- [Extrait du texte]:
----------
Renouer avec la spontanéité
« Tous les enfants sont des artistes, le problème, c’est de le rester une fois adulte » disait Picasso. Nous sommes créatifs naturellement. Qui n’a pas inventé des histoires en jouant avec des poupées ou des petites voitures, en détournant des objets de leur fonction première ? Renouez avec votre spontanéité enfantine, acceptez de laisser émerger en vous quelque chose d’insolite, au risque d’être déstabilisé (e). Cela fait un bien fou !
Libérer nos qualités
Notre potentiel créatif est corrélé à notre développement psycho-affectif, notre environnement, nos croyances. L’aptitude à ressentir intensément les émotions joue également un rôle essentiel. Sensibilité, empathie, générosité, curiosité, altruisme, audace favorisent la créativité. Libérez et cultivez ces belles qualités dans votre métier, vos loisirs, vos relations ! Plus vous oserez vous lâcher, plus vous aurez confiance en vous et plus vous vous sentirez réconforté (e). Votre respiration se modifie, vous n’avez plus conscience du temps qui passe ? Savourez cet état de flow. Apaisement garanti. N’oubliez pas aussi de pratiquer la gratitude, d’honorer vos « œuvres », si modestes soient-elles.
Out of the box
Le créatif fait feu de tout bois Tout est prétexte à innover. Out of the box. Expérimentez ! Si, au travail, vous trouviez le courage de vous exposer à la critique en changeant certaines habitudes ? En amour, de surprendre l’autre ? De même, dans votre vie quotidienne, vous pouvez transformer un simple plat en fête des sens. Quelle joie de voir vos proches se lécher les babines ! Ainsi, la créativité favorise également le lien, répond à un besoin de reconnaissance.
Le do it your self
« Créer signifie que l’on n’est pas satisfait de ce qui existe déjà et que l’on aspire à mieux » affirme Jean Cottraux*. C’est sans doute la raison de l’engouement pour le do it your self, « je fabrique moi-même » mes vêtements, ma déco, mon savon… Au-delà de l’engagement écologique, voilà une jolie façon d’affirmer sa singularité, de se rassurer sur ses compétences ! A tester ?
L’observation et la ténacité
En s’entraînant à contacter ses richesses intérieures mais aussi en se nourrissant de l’extérieur, de l’air du temps, des autres, nous stimulons notre créativité. Observez ceux qui abordent le monde d’une manière originale ! Un mentor peut d’ailleurs vous aider à éclairer ou confirmer vos talents, vous pousser à dépasser vos limites.
----------
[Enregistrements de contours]
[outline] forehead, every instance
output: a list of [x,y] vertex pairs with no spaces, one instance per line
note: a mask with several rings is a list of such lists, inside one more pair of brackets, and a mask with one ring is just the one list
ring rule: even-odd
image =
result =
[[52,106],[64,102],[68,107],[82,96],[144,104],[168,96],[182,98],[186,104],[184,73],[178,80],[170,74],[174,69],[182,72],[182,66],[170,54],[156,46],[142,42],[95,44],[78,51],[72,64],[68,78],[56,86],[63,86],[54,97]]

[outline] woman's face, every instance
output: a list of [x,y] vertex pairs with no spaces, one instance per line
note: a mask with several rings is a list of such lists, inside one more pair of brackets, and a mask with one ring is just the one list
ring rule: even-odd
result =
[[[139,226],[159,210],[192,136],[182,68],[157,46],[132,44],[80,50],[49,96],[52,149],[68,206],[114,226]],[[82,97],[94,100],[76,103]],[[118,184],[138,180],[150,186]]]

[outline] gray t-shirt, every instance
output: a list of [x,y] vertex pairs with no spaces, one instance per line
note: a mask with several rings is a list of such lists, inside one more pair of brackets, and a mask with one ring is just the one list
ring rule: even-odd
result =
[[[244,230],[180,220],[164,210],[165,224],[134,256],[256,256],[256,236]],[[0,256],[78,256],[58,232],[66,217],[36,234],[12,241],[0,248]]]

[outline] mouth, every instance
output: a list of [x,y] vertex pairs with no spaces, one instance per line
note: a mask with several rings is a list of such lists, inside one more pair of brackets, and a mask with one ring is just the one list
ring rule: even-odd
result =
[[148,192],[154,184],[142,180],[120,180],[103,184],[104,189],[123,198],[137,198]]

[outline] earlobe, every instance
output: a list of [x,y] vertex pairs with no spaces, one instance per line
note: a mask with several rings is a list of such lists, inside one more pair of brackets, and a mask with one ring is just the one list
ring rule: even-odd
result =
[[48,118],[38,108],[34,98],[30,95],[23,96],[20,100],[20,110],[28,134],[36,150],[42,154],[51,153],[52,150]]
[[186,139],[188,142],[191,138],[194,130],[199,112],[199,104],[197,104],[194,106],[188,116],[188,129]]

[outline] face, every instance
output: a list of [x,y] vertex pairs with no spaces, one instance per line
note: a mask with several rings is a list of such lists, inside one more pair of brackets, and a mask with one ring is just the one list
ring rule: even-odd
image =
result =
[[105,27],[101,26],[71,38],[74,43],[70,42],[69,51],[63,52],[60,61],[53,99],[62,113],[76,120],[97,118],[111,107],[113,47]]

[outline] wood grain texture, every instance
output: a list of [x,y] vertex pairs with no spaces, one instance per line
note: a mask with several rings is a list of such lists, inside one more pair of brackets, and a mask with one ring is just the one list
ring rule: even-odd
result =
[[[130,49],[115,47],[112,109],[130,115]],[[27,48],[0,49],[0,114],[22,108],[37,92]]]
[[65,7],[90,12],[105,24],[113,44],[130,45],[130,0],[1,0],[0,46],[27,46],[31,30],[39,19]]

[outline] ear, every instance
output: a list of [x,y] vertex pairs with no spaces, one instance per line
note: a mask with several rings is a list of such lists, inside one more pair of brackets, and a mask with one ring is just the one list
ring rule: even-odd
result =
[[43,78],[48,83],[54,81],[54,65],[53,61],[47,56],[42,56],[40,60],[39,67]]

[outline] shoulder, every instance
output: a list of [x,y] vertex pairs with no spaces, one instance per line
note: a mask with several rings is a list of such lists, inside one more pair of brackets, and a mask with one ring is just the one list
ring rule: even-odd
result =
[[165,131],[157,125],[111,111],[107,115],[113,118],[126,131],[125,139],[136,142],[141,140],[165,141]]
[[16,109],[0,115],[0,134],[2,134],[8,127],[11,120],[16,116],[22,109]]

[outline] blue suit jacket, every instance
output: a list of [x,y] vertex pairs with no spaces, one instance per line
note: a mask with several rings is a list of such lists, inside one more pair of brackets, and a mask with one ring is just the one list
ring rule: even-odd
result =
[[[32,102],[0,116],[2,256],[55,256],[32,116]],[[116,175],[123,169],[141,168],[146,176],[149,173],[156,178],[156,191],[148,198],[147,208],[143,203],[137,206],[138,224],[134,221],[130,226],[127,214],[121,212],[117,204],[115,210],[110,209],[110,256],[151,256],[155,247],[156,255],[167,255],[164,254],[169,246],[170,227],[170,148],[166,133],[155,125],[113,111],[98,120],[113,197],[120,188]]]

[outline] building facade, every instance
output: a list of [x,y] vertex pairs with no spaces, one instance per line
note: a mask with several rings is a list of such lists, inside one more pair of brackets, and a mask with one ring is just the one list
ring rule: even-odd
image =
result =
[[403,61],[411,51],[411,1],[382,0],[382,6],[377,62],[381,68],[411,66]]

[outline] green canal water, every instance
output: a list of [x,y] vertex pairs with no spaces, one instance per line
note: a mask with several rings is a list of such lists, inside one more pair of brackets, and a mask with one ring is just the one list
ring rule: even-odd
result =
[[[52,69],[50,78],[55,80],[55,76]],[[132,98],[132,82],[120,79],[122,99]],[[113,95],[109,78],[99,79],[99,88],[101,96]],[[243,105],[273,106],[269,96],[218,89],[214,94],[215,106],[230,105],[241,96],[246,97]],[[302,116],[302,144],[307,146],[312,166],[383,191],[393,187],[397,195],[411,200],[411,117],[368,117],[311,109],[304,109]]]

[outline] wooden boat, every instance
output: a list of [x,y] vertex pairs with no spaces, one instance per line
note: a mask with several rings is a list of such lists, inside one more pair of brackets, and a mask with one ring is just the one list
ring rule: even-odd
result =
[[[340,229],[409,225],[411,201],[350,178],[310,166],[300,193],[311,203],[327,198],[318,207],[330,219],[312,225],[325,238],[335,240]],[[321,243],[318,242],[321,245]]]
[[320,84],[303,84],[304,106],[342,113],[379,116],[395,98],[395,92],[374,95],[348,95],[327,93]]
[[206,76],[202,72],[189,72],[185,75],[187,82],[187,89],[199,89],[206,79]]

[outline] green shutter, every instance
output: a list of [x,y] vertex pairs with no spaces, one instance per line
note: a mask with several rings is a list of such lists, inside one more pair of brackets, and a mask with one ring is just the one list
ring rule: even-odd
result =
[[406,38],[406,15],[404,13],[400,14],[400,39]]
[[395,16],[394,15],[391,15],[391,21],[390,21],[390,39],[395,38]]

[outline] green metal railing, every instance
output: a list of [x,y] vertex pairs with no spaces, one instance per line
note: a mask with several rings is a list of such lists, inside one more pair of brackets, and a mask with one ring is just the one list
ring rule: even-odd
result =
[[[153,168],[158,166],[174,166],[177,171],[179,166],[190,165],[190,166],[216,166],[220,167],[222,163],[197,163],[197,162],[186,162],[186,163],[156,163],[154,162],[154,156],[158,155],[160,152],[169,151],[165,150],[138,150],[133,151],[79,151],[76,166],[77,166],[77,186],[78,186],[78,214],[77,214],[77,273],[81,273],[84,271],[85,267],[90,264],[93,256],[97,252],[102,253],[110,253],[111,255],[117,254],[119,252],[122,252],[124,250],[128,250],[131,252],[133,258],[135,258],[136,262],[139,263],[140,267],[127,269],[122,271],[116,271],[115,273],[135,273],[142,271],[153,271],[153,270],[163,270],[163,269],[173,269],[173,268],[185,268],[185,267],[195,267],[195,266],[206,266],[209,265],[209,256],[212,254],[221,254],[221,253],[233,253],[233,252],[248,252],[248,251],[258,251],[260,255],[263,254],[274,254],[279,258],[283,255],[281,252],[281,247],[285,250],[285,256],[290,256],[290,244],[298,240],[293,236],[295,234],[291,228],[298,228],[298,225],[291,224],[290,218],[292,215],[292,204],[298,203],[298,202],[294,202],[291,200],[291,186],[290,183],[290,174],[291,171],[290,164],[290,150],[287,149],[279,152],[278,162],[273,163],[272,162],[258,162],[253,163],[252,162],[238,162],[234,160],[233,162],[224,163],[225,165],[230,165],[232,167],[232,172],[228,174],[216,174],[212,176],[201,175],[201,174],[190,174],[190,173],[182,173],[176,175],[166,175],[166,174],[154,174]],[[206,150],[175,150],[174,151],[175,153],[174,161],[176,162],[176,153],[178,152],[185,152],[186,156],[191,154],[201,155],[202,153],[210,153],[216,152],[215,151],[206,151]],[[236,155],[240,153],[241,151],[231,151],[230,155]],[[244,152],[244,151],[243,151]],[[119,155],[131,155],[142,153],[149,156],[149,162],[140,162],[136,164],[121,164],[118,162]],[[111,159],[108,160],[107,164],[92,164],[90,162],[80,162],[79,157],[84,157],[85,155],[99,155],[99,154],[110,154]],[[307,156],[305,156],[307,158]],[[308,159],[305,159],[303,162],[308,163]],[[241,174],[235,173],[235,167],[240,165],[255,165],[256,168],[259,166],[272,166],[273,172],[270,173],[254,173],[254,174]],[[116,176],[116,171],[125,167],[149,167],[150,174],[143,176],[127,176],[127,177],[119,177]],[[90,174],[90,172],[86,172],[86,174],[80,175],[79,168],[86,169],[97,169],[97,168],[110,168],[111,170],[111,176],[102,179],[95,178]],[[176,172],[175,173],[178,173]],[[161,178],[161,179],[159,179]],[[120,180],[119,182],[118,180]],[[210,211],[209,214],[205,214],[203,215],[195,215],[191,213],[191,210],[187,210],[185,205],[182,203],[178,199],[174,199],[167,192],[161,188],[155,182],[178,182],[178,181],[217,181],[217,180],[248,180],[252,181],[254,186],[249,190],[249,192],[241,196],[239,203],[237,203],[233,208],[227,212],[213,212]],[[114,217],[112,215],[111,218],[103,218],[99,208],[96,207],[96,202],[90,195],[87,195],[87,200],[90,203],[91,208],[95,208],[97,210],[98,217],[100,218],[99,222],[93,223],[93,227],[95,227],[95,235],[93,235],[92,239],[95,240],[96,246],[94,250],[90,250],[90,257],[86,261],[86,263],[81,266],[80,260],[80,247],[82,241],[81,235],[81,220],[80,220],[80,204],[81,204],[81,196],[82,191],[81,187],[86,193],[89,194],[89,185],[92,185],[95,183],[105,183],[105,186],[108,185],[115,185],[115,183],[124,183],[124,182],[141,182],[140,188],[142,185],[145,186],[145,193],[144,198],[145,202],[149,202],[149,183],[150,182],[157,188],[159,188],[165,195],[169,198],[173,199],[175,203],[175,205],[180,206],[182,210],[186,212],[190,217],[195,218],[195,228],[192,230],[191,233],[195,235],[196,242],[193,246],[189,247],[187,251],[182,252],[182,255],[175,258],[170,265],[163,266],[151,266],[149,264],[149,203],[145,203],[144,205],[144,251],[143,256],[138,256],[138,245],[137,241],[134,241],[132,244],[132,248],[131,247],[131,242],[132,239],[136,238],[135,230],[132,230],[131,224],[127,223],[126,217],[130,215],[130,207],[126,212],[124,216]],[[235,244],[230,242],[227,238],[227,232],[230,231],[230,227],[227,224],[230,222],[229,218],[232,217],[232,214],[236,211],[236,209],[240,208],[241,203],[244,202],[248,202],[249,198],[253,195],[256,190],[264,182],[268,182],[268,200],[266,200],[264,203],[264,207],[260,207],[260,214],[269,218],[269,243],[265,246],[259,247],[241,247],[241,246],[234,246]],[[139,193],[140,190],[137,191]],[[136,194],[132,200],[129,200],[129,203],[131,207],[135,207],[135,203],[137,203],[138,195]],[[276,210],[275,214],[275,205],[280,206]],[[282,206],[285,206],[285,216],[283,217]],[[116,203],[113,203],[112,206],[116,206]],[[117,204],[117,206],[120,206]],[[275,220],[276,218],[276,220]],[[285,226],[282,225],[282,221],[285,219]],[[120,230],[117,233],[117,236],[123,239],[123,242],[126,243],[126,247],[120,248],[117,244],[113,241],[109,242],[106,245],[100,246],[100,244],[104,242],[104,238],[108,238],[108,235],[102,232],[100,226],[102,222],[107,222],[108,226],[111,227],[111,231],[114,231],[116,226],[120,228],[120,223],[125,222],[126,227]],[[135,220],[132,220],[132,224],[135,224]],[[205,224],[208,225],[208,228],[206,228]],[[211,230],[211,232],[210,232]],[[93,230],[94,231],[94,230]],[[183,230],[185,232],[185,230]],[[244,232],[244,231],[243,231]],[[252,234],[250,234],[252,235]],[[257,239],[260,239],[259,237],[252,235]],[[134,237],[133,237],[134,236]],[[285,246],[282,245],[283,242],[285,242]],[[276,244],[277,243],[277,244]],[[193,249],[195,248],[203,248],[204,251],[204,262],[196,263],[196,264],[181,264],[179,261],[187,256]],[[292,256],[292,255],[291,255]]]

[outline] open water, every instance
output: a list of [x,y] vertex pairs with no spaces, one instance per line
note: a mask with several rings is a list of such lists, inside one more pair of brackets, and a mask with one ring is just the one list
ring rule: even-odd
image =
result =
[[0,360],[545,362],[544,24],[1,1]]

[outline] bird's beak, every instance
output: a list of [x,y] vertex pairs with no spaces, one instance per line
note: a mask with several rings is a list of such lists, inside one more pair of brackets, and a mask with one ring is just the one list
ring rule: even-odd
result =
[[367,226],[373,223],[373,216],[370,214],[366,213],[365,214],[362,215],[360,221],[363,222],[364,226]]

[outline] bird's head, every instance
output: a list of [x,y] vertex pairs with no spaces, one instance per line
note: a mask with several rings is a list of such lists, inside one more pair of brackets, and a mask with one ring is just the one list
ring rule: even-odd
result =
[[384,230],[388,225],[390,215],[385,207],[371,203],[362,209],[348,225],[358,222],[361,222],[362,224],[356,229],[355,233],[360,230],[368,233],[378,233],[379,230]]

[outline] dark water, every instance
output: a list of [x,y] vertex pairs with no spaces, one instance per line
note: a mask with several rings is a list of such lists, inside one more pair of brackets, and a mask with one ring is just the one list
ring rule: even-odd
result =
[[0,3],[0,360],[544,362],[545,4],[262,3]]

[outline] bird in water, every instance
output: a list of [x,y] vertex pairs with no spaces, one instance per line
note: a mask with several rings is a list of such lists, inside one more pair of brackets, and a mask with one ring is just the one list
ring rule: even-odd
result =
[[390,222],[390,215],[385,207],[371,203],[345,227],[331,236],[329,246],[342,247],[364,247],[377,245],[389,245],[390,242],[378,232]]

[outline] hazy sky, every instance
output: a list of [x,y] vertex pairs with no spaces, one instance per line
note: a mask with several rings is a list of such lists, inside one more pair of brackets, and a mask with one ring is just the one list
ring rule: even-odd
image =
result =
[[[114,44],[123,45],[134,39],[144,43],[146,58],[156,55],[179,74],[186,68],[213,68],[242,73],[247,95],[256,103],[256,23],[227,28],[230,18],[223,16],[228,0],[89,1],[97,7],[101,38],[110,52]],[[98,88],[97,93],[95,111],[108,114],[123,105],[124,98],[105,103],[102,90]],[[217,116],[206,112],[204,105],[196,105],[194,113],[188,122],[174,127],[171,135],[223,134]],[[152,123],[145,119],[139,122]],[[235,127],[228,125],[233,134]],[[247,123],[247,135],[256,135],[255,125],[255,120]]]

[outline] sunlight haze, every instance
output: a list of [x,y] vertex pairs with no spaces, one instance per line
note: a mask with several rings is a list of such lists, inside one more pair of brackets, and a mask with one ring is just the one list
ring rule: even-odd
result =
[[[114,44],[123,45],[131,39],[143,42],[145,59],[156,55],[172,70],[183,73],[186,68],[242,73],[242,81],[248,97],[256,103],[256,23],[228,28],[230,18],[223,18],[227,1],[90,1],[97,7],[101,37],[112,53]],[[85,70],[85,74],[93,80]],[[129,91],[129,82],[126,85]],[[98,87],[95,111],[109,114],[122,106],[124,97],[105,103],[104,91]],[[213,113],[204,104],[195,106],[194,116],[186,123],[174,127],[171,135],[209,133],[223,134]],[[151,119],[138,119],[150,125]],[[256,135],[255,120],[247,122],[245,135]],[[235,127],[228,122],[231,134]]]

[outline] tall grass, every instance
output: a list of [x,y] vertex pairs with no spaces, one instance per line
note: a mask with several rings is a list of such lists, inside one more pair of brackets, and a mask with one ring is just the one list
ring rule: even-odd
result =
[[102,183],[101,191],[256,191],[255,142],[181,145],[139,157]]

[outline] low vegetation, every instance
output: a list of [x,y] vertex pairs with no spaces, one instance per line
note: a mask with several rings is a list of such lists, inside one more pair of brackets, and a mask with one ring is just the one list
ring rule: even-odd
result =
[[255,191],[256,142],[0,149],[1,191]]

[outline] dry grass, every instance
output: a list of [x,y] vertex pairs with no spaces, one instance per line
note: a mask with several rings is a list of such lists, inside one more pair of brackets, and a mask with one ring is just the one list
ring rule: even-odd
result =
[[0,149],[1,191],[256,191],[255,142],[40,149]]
----------
- [Travail demandé]:
A: Répondez brièvement à ces questions sur le texte consacré à la créativité :
(i) À qui le texte attribue-t-il la phrase « Tous les enfants sont des artistes » ?
(ii) Quelle aptitude joue, selon le texte, un rôle essentiel dans le potentiel créatif ?
(iii) D'après Jean Cottraux, que signifie créer ?
B: Indiquez si chaque affirmation est conforme au texte consacré à la créativité, en répondant par oui ou par non et en citant les mots qui le prouvent :
(i) Un mentor peut aider à dépasser ses limites.
(ii) Le do it your self y est présenté uniquement comme un engagement écologique.
(iii) La créativité favorise le lien.
C: Poursuivez le texte consacré à la créativité à partir de sa dernière phrase.

- [Réponses par consigne]:
A:
(i) À Picasso.
(ii) L'aptitude à ressentir intensément les émotions.
(iii) Créer signifie que l'on n'est pas satisfait de ce qui existe déjà et que l'on aspire à mieux.

B:
(i) Oui : « Un mentor peut d’ailleurs vous aider à éclairer ou confirmer vos talents, vous pousser à dépasser vos limites. »
(ii) Non : « Au-delà de l’engagement écologique, voilà une jolie façon d’affirmer sa singularité, de se rassurer sur ses compétences ! »
(iii) Oui : « Ainsi, la créativité favorise également le lien, répond à un besoin de reconnaissance. »

C:
Trouver l’inspiration
« Tout artiste est d’abord un artisan consciencieux » poursuit Jean Cottraux. C’est prouvé : de l’effort peut naître la créativité. Votre « production » ne jaillit pas dans l’instant ? Persévérez ! Restez à l’écoute, l’inspiration peut surgir de partout, au hasard d’une promenade, d’une discussion, de la pratique d’un sport… vous pouvez utiliser aussi des « déclencheurs » de créativité en vous projetant par exemple dans une image, en vous appuyant sur un texte existant et en changeant la fin, en imitant une peinture pour mieux vous en éloigner ensuite…Ajoutez à la ténacité un zeste de passion, d’ambition, de maîtrise de soi et d’optimisme et le tour est joué !
L’art d’être heureux
Un conseil : tâchez d’exploiter vos points forts plutôt que de vous focaliser sur vos faiblesses. La créativité provoque la production d’endorphines et donc un sentiment de plaisir. Pourquoi alors ne pas adopter la définition de Jean Cottraux pour qui la création est « l’art d’être heureux en inventant sa vie et son bonheur, jour après jour » ?
* Jean Cottraux, « A chacun sa créativité » (Odile jacob)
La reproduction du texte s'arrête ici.